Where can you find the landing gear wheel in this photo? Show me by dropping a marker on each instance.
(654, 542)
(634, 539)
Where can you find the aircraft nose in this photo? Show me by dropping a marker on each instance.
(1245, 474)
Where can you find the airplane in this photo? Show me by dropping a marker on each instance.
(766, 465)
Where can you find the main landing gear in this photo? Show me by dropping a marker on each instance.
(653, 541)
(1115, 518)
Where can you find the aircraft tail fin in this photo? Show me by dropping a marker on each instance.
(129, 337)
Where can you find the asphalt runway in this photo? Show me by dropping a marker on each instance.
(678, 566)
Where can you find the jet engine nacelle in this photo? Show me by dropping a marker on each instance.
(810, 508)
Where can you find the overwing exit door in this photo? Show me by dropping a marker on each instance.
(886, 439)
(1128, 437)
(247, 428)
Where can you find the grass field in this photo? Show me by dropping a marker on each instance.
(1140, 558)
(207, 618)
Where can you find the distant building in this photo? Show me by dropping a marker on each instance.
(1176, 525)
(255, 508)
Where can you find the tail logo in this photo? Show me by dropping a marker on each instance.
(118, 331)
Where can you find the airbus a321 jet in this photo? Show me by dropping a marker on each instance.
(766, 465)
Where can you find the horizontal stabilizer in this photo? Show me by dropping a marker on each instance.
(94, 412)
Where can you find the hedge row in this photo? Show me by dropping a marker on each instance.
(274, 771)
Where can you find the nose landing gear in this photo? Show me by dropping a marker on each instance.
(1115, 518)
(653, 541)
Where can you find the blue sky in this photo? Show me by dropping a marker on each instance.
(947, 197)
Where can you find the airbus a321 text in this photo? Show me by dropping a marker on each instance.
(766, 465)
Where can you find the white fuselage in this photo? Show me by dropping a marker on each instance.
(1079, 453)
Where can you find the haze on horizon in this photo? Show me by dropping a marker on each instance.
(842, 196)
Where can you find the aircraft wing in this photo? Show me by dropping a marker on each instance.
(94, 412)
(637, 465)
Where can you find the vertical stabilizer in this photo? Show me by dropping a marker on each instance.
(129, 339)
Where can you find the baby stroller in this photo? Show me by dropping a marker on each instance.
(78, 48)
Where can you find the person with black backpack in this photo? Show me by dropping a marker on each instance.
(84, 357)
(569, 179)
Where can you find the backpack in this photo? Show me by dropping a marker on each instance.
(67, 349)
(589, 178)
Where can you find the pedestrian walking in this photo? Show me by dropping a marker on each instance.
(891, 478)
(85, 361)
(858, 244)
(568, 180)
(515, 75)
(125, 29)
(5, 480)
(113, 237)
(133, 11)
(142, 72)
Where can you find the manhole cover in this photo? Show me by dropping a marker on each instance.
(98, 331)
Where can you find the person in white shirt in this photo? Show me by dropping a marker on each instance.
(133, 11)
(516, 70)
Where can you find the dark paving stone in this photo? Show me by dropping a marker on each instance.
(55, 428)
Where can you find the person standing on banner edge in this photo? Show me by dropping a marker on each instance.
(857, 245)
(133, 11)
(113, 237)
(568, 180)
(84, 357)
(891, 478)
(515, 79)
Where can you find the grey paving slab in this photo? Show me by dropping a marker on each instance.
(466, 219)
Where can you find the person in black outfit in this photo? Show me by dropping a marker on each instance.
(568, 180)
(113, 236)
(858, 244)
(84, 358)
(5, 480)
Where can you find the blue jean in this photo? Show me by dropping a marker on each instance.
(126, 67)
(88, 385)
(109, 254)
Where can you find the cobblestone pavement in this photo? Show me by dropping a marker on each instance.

Stated problem: Render every line of the entries above as a JSON array of strings, one string per line, with blank lines omitted.

Response:
[
  "Where can you find the landing gear wheel in this photo? Show me by dropping a marker on each instance.",
  "(654, 542)",
  "(634, 539)",
  "Where can you find the aircraft nose in this photo? Show me by dropping a marker on each instance.",
  "(1245, 474)",
  "Where can you find the airplane in this photo? Show me by dropping a marker on each instance.",
  "(766, 465)",
  "Where can you find the main landing gear in this photo? Show me by dropping a marker on each instance.",
  "(653, 541)",
  "(1115, 518)",
  "Where can you find the aircraft tail fin in this photo? Show me by dropping a marker on each instance.",
  "(129, 337)",
  "Where can you find the asphalt runway in this photo? Show me by dropping a marker on each instance.",
  "(678, 566)",
  "Where can you find the jet engine nacelle in this photo? Show me by dropping a marker on each instance.",
  "(810, 508)",
  "Where can you find the overwing exit door in this photo? Show me by dropping a marker on each instance.",
  "(886, 439)",
  "(1128, 437)",
  "(247, 428)",
  "Where can you find the grass field in this photo? Show me by dropping a marker on each instance.",
  "(1140, 558)",
  "(207, 618)",
  "Where can you find the distant building in this photo? Show me by dropping a marker on each instance.",
  "(1176, 525)",
  "(255, 508)",
  "Where can you find the tail logo in this photo? Show me by dropping a marker on each instance.",
  "(118, 331)",
  "Where can you find the airbus a321 jet in this photo? Show me by dropping a marker on each instance.",
  "(766, 465)",
  "Where can you find the horizontal stabilizer in this photo? Show me by dropping a marker on each instance.",
  "(94, 412)",
  "Where can you find the hedge row in this photo? Show me by dropping a marker on each instance.",
  "(274, 771)",
  "Where can you find the nose landing gear in this photo? Show me by dropping a marker on each instance.",
  "(1115, 518)",
  "(653, 541)",
  "Where can you find the blue sky in this photo? Show me by dropping a marker on each instance.",
  "(947, 197)",
  "Where can you find the airbus a321 text in this photo? Show me by dropping a marker on each instance.",
  "(766, 465)",
  "Where can you find the white fuselage in this photo? Show me by dropping a marker on each instance.",
  "(1079, 453)",
  "Where can you find the haze on horizon in this photo? Show me by dropping a marker on each instance.",
  "(842, 196)",
  "Where can you find the aircraft wing in this photo? Show me by dropping a marker on each instance.",
  "(94, 412)",
  "(637, 465)",
  "Where can you find the vertical stabilizer in this photo? Show me by dropping a marker on each instance.",
  "(129, 339)",
  "Where can you find the baby stroller in this photo? Show me by dropping a marker on each instance.",
  "(78, 48)",
  "Where can you find the person with black backpack in this photo? Show me by dropping a marker on each instance.",
  "(84, 357)",
  "(569, 179)",
  "Where can you find the backpack in this photo? Show me by dropping a marker on each instance.",
  "(67, 349)",
  "(589, 178)",
  "Where can you find the pedestrian walking in this photo? Show me by dropping a marker on each instance.",
  "(891, 478)",
  "(85, 361)",
  "(858, 244)",
  "(568, 180)",
  "(515, 75)",
  "(125, 29)",
  "(5, 480)",
  "(113, 237)",
  "(133, 11)",
  "(142, 72)",
  "Where can you find the manhole cover in this photo? Show me by dropping a marker on each instance.",
  "(98, 331)",
  "Where can you find the person in white shirt in this photo? Show me by dropping a marker on each instance.",
  "(133, 11)",
  "(516, 70)",
  "Where can you find the dark paving stone in this photo? Show me by dropping a marker on each instance.",
  "(55, 428)",
  "Where can you find the person standing on banner edge in this photo? Show me by dropping a marker on each instance.",
  "(857, 245)",
  "(133, 11)",
  "(113, 237)",
  "(568, 180)",
  "(84, 357)",
  "(891, 478)",
  "(515, 79)",
  "Where can you find the grey paving slab in this photo? Show me by dropping a marker on each instance.",
  "(466, 219)",
  "Where can you find the person in black outfit in this photo? Show me by dropping a marker on each instance.",
  "(568, 180)",
  "(113, 236)",
  "(858, 244)",
  "(84, 358)",
  "(5, 480)",
  "Where can you find the blue jean in this photo? Show me by dropping a marker on each instance.",
  "(126, 67)",
  "(88, 385)",
  "(109, 254)",
  "Where can you find the cobblestone pavement in this photo? Show me by dropping a marker on each instance."
]